* **Work to complete**:
1/ In the passage on church membership, the final paragraph names what coming to God like a little child might mean coming with. List those things.
2/ Reproduce the part of the passage on church membership that opens with the words containing "Of course I" and closes with "her that day.".

* **Supplied passage**:
==============================

Some time ago, I had a conversation with someone whom I wanted to join the church I pastored at the time. She was a lovely woman who was very active in a number of the church’s ministries, faithfully attended worship, and was a fully participating member of the church in every way but one: she had never joined our church. She was a member in a church in a community where she had lived for many years, but had been many years with us, and still had not taken this last, small step to being a part of our church family. When I asked her about joining, she said she didn’t really know why she had waited so long to move her membership. We had become family to her, and she felt loved and accepted with us. But somehow, in a little corner of her heart, she was afraid she wasn’t good enough to be called a member of that church.
Of course I told her she was being silly, in as loving a way as I could. She was already a member of the church, in almost every way that matters. And being in the roll book counts less for me than the ways she had proved herself a faithful member over and over again. And I told her that just because she didn’t think she was good enough for us didn’t mean that she wasn’t good enough for God to love, and to make her a part of his family. I’m honored to say that she joined the church just a week or two later. And I believe it’s true to say that in her doubt of herself, God blessed her with an extra reminder of his love as the church welcomed her that day.
What if coming to God like a little child doesn’t mean pure and innocent? What if coming to God like a little child means coming with all our doubts, insecurities, and failings? What if God is less interested in what we have to offer him, and more interested in the relationship he has to offer us? What if we have nothing to offer but ourselves, ragged and worn though we may be? Can it mean that God doesn’t love us anyway, or in spite of what we have done, said, and been through, but simply because loving us is what God does, is who God is? And in loving us, what if it’s God who changes us, who doesn’t demand that we change first, who loves us and in that loving, helps us to become a little more worthy of that love?

==============================

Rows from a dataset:

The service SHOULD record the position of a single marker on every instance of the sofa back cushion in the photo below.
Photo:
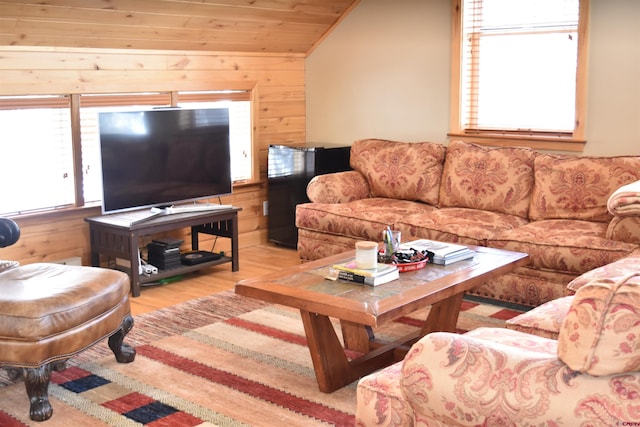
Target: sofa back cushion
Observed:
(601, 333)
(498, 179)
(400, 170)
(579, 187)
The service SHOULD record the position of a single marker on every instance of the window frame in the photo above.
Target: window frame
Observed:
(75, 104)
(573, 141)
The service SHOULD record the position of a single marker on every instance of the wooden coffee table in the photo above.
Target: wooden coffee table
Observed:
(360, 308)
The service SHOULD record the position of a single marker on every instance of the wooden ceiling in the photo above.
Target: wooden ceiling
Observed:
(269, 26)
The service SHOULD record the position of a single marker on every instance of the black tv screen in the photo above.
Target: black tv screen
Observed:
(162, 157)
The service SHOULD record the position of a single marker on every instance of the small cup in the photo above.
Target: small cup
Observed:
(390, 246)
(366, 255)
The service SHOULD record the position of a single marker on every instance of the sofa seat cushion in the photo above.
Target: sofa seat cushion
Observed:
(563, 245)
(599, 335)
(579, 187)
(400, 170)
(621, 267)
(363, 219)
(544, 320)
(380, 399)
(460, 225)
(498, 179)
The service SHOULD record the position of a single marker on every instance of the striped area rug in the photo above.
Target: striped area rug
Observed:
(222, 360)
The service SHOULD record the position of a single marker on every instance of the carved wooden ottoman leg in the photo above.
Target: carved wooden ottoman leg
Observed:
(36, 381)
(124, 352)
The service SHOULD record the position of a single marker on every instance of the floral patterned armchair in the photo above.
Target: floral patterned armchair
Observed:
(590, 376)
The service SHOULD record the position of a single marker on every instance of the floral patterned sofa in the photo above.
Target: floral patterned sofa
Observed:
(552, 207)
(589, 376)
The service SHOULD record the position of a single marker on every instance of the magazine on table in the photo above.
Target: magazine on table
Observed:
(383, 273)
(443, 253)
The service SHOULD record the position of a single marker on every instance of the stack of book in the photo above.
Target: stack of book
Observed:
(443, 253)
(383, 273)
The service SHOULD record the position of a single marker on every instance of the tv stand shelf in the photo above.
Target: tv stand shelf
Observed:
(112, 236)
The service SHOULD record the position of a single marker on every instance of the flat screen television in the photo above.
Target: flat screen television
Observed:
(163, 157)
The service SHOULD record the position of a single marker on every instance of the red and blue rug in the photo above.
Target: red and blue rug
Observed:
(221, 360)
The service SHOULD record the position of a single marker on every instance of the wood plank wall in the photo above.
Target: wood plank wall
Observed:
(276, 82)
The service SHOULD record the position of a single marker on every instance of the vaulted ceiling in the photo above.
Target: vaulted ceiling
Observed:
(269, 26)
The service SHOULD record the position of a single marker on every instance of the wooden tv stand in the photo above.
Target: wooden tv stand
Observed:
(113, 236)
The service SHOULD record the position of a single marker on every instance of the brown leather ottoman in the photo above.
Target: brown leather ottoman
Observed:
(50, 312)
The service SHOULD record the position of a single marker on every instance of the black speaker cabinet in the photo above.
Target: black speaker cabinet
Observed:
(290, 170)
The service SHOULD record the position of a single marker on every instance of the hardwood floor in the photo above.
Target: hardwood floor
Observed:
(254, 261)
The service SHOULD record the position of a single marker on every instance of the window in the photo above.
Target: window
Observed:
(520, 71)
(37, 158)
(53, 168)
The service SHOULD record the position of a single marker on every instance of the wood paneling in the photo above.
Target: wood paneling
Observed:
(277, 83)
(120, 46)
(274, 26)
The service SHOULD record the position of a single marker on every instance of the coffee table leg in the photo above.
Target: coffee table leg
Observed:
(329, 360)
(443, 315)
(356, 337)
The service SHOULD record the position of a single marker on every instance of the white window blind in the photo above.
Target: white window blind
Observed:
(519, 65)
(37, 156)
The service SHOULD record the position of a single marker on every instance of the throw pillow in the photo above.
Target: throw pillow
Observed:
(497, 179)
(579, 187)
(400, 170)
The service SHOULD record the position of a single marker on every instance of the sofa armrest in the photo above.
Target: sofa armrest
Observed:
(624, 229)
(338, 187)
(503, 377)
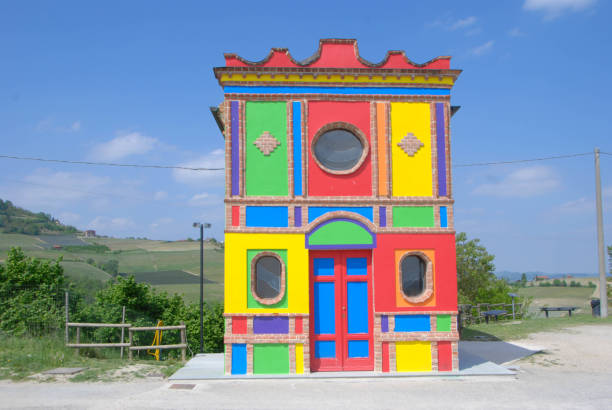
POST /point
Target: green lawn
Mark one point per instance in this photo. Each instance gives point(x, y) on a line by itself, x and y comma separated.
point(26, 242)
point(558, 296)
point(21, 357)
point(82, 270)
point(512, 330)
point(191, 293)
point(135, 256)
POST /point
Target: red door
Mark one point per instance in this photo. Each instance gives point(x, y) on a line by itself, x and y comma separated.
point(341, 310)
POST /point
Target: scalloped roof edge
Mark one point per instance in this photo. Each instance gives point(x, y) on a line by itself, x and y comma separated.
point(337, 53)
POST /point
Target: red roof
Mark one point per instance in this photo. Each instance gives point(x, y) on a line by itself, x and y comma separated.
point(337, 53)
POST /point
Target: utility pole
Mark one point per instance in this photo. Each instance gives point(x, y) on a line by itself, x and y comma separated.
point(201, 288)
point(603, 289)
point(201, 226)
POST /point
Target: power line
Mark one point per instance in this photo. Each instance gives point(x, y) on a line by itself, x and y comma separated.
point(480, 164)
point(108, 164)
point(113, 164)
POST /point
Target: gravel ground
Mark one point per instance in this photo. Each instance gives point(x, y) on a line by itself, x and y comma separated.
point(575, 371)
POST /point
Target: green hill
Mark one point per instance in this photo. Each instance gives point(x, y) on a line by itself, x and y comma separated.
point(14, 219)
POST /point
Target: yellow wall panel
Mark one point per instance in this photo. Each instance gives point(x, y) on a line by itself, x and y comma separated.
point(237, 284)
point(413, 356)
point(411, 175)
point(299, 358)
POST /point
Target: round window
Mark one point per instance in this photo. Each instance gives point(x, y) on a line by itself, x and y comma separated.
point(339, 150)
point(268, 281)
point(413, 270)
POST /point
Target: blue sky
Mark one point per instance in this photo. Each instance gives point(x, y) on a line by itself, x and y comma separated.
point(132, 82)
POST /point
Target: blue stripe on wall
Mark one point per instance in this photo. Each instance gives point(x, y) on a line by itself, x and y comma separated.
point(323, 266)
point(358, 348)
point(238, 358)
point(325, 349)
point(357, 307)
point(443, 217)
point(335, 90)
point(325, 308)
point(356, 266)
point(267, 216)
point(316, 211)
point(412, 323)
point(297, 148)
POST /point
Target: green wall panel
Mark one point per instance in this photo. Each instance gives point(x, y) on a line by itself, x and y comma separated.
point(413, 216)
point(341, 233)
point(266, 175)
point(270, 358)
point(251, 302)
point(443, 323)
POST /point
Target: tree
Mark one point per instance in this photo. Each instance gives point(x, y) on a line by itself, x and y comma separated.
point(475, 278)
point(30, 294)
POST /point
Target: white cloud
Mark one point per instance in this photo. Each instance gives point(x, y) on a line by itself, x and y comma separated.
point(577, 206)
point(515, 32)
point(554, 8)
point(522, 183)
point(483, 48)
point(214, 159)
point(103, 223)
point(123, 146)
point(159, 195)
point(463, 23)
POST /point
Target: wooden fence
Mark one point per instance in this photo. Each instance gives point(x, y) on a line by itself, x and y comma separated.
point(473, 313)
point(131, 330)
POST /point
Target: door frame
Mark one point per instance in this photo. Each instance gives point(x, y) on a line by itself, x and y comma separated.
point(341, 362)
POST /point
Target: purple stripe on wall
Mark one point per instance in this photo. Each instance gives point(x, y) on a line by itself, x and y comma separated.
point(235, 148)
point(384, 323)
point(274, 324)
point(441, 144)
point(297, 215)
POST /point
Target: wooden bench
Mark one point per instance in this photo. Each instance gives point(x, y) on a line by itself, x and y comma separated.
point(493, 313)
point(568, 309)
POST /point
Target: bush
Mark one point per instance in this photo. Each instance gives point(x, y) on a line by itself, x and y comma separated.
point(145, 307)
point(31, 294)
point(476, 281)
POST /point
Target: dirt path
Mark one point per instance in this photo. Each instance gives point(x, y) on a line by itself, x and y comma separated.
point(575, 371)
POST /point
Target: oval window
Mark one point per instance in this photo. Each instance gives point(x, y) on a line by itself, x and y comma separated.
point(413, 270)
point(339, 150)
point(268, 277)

==============================

* **Outputs**:
1/ Doubts, insecurities, failings

2/
Of course I told her she was being silly, in as loving a way as I could. She was already a member of the church, in almost every way that matters. And being in the roll book counts less for me than the ways she had proved herself a faithful member over and over again. And I told her that just because she didn’t think she was good enough for us didn’t mean that she wasn’t good enough for God to love, and to make her a part of his family. I’m honored to say that she joined the church just a week or two later. And I believe it’s true to say that in her doubt of herself, God blessed her with an extra reminder of his love as the church welcomed her that day.